Start of Quoted passage

The report went on to allow that many Democrats also oppose Section 702 and spying that often ensnares Americans. But the piece's overall framing is of necessary legislation freshly at-risk from "a new generation of Republicans less protective of Washington's post-9/11 counterterrorism powers."

We should have anticipated this moment. In 2013, even as the paper's own reporters helped publicize Snowden's revelations about the surveillance state, The Washington Post editorial board sniffed that "the first U.S. priority should be to prevent Mr. Snowden from leaking information that harms efforts to fight terrorism and conduct legitimate intelligence operations." All of this journalism is fine and dandy, they suggested, but it's inconvenient for the nice people in government office.

In fact, that's probably a fair assessment of the attitude of name-brand journalists towards their friends who wield coercive power—and they are friends, if not more.

The Blurry Line Between Government and Elite Media

"The flow of faces and names between government and 'news' media has turned what was supposed to be a watchdog over the destructive power of the state into little more than a forum for political marketing and an extended battleground for factional fighting," I noted in 2019. In particular, Politico media writer Jack Shafer observed in 2018, TV news networks are heavily leavened with former (and often future) security state apparatchiks. "Almost to a one, the TV spooks still identify with their former employers at the CIA, FBI, DEA, DHS, or other security agencies and remain protective of their institutions" Shafer wrote. "This makes nearly every word that comes out of their mouths suspect."

Many elite journalists can get quotes from politicians across the breakfast table. CNN's Christiane Amanpour married former Assistant Secretary of State James Rubin, MSNBC's Andrea Mitchell married former Federal Reserve Chairman Alan Greenspan, and Joe Scarborough (formerly a congressman) married co-host Mika Brezezinski (daughter of a former national security advisor). The Washington Post's Matea Gold is married to FBI chief of staff Jonathan Lenzner. "What to make of all the family ties between the news media and the Obama administration?" The Washington Post's Paul Farhi asked a decade ago in a query that could be posed continuously about government and media in general.

Prominent journalists and government officials often meet not on the job, but in the college dorm. "Forty-one percent of senior- or mid-level Biden White House staffers — or 82 people out of 201 aides analyzed — have Ivy League degrees," Politico reported in 2012. That expands on dominance by elite colleges dating back at least to JFK. And many faces those Ivy League grads saw in the White House press room were familiar. "Almost half of the people who reach the pinnacle of the journalism profession attended an elite school," found a 2018 paper in the Journal of Expertise focused on The Wall Street Journal and The New York Times. "Roughly 20% attended an Ivy League school."

End of Quoted passage
Start of Exercise data

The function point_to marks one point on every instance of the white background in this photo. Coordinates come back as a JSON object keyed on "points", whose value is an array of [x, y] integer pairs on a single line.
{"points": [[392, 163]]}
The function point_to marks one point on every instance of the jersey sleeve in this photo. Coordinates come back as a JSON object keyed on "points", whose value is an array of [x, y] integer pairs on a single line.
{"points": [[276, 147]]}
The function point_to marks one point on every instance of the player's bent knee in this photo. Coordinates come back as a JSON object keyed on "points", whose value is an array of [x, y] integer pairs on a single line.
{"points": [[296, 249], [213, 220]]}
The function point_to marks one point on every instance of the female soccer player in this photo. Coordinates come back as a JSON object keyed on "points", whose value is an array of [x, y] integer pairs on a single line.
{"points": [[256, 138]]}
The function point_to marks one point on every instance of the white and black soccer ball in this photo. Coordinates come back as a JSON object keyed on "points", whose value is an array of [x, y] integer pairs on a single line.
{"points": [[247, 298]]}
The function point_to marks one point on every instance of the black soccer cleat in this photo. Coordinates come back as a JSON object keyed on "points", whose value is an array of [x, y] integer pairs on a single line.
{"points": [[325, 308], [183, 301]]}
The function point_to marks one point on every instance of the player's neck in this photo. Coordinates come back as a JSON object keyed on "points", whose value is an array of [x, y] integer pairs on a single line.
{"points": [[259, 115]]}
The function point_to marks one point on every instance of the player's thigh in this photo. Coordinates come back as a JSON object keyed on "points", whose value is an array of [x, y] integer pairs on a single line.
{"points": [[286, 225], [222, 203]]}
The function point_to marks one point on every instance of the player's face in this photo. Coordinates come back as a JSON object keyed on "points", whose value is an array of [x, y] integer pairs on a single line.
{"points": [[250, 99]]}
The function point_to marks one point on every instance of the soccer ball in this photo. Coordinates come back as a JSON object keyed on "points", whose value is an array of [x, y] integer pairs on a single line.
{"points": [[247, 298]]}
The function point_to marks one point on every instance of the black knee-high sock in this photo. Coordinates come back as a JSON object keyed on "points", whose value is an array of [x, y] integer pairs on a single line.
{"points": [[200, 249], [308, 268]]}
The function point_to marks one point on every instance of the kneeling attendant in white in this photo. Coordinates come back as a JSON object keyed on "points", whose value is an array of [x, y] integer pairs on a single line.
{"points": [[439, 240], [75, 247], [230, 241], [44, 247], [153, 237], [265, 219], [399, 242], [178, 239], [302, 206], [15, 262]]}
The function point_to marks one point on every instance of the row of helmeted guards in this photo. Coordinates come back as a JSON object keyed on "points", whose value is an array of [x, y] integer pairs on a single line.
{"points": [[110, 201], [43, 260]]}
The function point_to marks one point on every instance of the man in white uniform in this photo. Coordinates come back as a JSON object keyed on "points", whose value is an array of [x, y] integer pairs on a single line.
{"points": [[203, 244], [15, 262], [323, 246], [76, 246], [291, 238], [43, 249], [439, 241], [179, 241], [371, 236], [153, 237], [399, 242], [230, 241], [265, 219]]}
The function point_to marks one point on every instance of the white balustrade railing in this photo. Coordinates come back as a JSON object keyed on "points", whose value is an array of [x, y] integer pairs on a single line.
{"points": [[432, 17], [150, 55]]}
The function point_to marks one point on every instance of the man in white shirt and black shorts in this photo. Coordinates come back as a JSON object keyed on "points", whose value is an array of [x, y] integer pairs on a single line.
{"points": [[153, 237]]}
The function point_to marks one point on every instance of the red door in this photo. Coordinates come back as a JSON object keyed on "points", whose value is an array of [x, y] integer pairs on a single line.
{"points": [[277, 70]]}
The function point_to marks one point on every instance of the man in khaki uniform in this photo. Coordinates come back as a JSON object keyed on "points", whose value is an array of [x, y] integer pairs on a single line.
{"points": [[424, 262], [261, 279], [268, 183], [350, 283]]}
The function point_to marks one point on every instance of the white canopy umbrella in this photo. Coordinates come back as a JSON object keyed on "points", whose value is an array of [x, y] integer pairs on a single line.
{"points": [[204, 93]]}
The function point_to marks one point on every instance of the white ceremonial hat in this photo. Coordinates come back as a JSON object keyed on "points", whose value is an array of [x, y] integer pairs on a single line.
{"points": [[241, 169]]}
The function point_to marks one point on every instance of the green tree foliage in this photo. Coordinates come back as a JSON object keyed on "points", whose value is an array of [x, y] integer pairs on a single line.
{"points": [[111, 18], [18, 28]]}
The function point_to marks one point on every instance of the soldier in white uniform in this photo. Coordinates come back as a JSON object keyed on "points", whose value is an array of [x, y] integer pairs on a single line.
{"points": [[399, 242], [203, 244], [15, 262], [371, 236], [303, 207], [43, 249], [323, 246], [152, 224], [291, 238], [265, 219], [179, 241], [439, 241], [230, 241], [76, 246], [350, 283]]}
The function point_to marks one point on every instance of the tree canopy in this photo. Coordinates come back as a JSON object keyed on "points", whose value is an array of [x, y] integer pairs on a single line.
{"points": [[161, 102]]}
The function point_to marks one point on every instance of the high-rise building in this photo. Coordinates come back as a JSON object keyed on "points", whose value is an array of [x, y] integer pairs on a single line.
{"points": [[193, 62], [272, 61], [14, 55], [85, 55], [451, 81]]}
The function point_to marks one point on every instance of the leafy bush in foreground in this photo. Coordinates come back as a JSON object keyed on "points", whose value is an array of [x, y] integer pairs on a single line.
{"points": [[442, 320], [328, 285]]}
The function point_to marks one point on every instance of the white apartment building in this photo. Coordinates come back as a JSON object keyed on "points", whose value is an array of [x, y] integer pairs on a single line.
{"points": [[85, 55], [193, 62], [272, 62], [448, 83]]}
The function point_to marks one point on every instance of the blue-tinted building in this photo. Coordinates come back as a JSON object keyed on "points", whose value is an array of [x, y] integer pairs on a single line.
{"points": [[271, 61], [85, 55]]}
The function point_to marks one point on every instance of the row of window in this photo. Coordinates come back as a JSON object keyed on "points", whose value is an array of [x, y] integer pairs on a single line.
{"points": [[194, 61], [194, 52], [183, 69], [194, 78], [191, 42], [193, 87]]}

End of Exercise data

-- Task --
In the passage on media and government, to whom is The Washington Post's Matea Gold married?

-- Solution to the problem --
She is married to FBI chief of staff Jonathan Lenzner.